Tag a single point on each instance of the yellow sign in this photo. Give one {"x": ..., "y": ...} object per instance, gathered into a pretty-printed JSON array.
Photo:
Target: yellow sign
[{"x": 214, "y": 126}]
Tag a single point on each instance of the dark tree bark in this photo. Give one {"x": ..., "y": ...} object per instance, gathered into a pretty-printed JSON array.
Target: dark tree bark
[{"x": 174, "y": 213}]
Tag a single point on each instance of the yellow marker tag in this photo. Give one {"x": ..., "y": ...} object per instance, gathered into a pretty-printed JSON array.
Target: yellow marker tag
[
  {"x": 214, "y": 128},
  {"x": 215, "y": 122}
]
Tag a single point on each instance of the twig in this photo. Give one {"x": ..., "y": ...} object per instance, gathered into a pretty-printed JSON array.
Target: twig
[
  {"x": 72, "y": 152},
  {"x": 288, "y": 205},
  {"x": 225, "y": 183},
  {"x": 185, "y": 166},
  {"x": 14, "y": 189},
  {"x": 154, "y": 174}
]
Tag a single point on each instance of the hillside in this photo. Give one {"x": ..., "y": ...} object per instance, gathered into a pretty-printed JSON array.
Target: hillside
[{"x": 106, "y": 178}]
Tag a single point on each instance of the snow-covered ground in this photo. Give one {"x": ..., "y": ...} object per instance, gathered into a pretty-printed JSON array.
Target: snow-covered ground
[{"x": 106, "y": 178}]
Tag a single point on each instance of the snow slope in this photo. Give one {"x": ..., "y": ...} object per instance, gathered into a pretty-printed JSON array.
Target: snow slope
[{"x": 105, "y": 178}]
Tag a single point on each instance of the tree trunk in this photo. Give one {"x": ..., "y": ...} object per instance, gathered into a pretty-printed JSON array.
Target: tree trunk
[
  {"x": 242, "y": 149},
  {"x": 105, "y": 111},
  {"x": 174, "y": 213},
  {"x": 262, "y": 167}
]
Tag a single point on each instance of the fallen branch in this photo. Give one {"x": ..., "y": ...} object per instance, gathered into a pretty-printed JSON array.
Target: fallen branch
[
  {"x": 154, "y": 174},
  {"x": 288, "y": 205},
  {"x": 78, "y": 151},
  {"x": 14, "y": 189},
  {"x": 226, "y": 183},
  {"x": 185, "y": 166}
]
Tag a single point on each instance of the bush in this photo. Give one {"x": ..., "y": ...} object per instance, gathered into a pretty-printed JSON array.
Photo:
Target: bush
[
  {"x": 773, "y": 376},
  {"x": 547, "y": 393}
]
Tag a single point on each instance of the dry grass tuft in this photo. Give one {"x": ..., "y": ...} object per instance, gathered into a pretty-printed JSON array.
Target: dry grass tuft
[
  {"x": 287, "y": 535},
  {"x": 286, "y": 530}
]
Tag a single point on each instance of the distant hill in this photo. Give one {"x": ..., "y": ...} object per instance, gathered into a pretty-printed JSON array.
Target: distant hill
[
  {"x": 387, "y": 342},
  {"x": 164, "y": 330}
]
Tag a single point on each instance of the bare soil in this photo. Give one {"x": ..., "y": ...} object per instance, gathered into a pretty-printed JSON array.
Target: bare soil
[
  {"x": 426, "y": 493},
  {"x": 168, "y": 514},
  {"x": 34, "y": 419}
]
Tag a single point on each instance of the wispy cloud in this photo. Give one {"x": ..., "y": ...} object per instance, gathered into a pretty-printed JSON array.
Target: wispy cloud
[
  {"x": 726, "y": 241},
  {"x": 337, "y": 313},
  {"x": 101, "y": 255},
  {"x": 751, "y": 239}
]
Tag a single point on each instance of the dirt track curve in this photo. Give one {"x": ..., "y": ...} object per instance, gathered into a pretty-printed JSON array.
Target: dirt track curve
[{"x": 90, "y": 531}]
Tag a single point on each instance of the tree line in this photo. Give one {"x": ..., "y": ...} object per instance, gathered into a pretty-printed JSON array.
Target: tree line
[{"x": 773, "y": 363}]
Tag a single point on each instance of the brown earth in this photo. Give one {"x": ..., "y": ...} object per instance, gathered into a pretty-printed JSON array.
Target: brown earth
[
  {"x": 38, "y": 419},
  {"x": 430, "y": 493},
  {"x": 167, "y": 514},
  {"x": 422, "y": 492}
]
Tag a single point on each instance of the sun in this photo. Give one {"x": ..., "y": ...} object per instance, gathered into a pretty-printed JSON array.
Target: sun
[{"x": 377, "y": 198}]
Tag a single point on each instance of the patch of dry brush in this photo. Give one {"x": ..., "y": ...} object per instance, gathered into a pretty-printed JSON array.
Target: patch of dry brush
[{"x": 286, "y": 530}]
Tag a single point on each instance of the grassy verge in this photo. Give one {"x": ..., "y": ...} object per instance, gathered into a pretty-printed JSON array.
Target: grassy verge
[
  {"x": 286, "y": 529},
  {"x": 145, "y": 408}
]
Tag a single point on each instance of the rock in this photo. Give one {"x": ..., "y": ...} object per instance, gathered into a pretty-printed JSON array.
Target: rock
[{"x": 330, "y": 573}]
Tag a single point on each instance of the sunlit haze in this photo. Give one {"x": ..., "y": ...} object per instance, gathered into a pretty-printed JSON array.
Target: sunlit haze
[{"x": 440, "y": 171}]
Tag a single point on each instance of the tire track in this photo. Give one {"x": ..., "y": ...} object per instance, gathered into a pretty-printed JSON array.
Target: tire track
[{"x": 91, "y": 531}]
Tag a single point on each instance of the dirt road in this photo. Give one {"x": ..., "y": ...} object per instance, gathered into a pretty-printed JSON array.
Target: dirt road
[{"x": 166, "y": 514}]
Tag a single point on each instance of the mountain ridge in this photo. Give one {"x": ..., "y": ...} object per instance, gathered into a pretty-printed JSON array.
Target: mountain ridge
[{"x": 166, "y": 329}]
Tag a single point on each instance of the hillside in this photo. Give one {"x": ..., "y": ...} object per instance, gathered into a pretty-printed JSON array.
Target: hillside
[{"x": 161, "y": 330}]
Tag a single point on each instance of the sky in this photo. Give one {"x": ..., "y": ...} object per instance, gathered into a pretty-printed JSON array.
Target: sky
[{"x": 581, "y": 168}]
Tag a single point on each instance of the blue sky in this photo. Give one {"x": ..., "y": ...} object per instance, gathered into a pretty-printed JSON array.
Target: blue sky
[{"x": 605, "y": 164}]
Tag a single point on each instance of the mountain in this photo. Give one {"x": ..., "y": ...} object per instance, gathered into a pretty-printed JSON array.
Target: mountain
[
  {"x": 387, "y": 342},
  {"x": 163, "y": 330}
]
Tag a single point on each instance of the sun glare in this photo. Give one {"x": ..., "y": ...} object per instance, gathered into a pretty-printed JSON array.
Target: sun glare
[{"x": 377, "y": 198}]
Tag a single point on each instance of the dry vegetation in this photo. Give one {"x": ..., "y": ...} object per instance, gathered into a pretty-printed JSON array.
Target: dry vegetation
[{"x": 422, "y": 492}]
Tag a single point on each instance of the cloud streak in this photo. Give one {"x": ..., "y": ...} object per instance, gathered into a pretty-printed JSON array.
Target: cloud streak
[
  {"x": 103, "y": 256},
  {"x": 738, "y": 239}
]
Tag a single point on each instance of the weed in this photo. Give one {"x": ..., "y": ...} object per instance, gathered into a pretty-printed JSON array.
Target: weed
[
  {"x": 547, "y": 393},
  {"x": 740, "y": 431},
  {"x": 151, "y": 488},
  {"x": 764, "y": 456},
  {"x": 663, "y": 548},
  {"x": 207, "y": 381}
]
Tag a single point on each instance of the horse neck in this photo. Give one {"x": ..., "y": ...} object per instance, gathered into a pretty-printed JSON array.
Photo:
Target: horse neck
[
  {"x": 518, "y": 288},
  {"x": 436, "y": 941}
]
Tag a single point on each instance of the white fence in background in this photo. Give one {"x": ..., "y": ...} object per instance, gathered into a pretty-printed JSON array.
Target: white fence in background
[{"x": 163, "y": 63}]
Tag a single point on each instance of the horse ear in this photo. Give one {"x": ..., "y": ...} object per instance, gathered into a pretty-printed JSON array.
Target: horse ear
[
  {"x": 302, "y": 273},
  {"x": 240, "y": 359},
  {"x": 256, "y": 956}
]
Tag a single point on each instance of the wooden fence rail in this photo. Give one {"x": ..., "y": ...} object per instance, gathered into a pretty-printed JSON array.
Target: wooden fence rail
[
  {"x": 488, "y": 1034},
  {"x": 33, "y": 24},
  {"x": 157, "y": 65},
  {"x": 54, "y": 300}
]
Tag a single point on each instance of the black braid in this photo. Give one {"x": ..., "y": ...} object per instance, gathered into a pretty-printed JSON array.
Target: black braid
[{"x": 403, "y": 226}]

┄┄┄┄┄┄

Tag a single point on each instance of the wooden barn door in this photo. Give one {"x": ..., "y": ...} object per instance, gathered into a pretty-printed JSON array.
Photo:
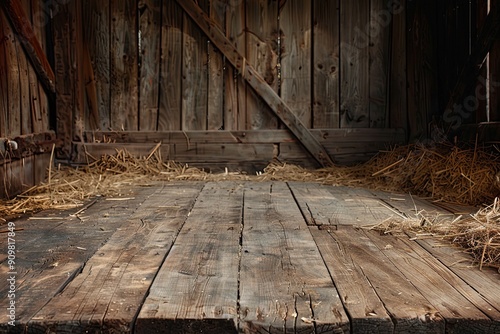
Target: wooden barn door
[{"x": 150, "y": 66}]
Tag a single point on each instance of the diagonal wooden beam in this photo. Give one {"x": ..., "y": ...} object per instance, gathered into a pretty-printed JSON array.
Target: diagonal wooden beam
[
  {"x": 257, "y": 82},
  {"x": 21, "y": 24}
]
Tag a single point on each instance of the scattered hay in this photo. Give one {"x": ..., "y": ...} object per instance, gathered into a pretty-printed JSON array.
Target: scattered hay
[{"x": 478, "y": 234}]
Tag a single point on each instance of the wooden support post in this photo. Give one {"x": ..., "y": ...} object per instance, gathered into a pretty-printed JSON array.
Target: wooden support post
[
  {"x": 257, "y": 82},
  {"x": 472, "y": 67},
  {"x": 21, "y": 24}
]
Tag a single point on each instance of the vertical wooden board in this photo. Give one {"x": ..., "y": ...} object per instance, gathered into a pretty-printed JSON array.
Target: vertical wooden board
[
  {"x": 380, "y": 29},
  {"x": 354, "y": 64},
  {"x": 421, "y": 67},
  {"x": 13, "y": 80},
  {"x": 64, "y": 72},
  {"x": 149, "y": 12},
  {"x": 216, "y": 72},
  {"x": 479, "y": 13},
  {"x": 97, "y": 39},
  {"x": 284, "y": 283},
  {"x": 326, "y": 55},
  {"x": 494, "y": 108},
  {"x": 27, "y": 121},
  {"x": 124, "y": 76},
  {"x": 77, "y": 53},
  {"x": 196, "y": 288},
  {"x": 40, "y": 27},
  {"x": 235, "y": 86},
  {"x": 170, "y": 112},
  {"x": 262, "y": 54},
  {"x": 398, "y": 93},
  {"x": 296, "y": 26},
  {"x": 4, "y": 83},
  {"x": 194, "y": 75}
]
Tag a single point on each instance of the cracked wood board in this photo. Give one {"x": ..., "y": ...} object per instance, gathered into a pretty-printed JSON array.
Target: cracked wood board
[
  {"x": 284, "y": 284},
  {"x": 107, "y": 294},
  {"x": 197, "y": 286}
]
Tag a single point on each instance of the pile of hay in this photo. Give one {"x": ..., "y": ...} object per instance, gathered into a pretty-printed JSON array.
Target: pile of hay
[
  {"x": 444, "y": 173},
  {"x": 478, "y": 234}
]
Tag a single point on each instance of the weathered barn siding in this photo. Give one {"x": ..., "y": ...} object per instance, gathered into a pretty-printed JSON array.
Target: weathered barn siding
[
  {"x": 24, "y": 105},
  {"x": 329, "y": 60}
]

┄┄┄┄┄┄

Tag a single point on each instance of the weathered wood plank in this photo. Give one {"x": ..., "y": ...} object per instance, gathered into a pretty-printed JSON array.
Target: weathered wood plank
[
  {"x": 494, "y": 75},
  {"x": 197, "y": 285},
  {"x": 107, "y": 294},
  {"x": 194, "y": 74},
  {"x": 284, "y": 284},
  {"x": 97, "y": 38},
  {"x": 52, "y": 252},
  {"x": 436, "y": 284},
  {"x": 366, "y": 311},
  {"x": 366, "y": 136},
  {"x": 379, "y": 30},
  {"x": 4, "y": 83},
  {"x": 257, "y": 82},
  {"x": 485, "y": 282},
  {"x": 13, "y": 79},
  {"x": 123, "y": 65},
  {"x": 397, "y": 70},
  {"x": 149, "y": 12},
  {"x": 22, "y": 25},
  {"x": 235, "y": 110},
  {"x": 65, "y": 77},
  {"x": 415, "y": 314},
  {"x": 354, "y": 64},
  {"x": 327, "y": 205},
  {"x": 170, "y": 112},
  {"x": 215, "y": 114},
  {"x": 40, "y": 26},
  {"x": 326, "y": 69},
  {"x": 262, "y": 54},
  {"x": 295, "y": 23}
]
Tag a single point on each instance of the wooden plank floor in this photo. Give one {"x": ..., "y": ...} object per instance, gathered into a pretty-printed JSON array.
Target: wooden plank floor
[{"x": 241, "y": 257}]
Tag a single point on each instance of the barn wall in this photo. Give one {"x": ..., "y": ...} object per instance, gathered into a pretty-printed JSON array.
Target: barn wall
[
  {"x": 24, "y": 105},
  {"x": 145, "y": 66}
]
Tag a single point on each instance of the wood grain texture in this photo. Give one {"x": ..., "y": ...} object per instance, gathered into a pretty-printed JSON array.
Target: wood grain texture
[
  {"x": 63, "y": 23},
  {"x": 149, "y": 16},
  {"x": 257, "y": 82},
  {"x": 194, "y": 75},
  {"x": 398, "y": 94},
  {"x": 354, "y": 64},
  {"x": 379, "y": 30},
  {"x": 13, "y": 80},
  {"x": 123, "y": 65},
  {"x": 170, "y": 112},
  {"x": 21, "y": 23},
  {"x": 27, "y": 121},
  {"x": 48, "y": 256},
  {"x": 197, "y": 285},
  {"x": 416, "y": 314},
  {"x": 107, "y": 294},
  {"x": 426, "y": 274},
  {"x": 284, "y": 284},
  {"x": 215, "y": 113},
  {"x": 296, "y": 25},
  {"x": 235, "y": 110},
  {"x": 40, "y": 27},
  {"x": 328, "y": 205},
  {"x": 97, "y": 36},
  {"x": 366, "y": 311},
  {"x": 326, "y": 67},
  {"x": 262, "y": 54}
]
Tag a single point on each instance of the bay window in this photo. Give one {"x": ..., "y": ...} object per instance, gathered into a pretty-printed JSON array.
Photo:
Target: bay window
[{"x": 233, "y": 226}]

┄┄┄┄┄┄

■ **What this task involves**
Please pull out every line of the material above that contains the word "verge". Case counts.

■ **Response**
Tag a single point on each instance of the grassy verge in this photo. Give one {"x": ..., "y": ...} object per instance, gathered into a pretty-printed JSON array.
Target: grassy verge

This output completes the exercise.